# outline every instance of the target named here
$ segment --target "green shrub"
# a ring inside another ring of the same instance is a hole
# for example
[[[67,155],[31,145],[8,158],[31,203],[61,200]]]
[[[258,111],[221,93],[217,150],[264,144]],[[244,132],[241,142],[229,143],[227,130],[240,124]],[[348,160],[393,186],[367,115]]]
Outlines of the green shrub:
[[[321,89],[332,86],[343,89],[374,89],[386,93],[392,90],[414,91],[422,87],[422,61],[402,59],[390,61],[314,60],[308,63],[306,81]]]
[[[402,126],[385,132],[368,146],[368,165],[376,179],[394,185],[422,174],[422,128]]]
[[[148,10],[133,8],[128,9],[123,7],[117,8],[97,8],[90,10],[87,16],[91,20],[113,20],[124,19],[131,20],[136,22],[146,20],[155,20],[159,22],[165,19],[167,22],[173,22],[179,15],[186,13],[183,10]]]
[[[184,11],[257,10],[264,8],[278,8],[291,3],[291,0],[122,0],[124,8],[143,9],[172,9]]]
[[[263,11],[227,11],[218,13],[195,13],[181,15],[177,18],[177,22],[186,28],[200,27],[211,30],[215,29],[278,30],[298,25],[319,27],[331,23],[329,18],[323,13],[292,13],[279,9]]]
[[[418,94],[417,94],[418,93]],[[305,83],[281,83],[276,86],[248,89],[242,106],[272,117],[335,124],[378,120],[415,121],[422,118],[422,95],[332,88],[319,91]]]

• • • •

## WHAT IS EXPECTED
Copy out the rows above with "green shrub" swapped for "hedge" everywhere it occurs, keeping everything else as it is.

## REPLY
# outline every instance of the target named here
$ segment --target "hedge"
# a ring inside another ring of the same instance is a hole
# for example
[[[67,155],[31,145],[8,158],[31,203],[61,200]]]
[[[258,111],[221,93],[217,150],[264,144]],[[244,132],[241,142],[229,143],[227,130],[240,124]],[[348,160],[393,186],[367,115]]]
Outlines of the hedge:
[[[321,89],[332,86],[343,89],[374,89],[386,93],[392,90],[414,91],[422,87],[422,61],[402,59],[390,61],[314,60],[308,63],[306,81]]]
[[[402,126],[385,132],[368,146],[368,165],[376,179],[394,185],[422,174],[422,128]]]
[[[148,10],[133,8],[128,9],[123,7],[117,8],[97,8],[90,10],[87,16],[91,20],[113,20],[124,19],[131,20],[136,22],[146,20],[155,20],[159,22],[165,19],[167,22],[173,22],[179,15],[186,13],[183,10]]]
[[[184,11],[257,10],[264,8],[278,8],[291,3],[291,0],[122,0],[124,8],[143,9],[172,9]]]
[[[263,11],[227,11],[218,13],[195,13],[181,15],[177,18],[177,22],[186,28],[200,27],[211,30],[215,29],[278,30],[298,25],[319,27],[331,23],[329,18],[323,13],[292,13],[279,9]]]
[[[418,94],[417,94],[418,93]],[[305,83],[281,83],[276,86],[248,89],[242,106],[272,117],[335,124],[378,120],[415,121],[422,118],[422,95],[332,88],[319,91]]]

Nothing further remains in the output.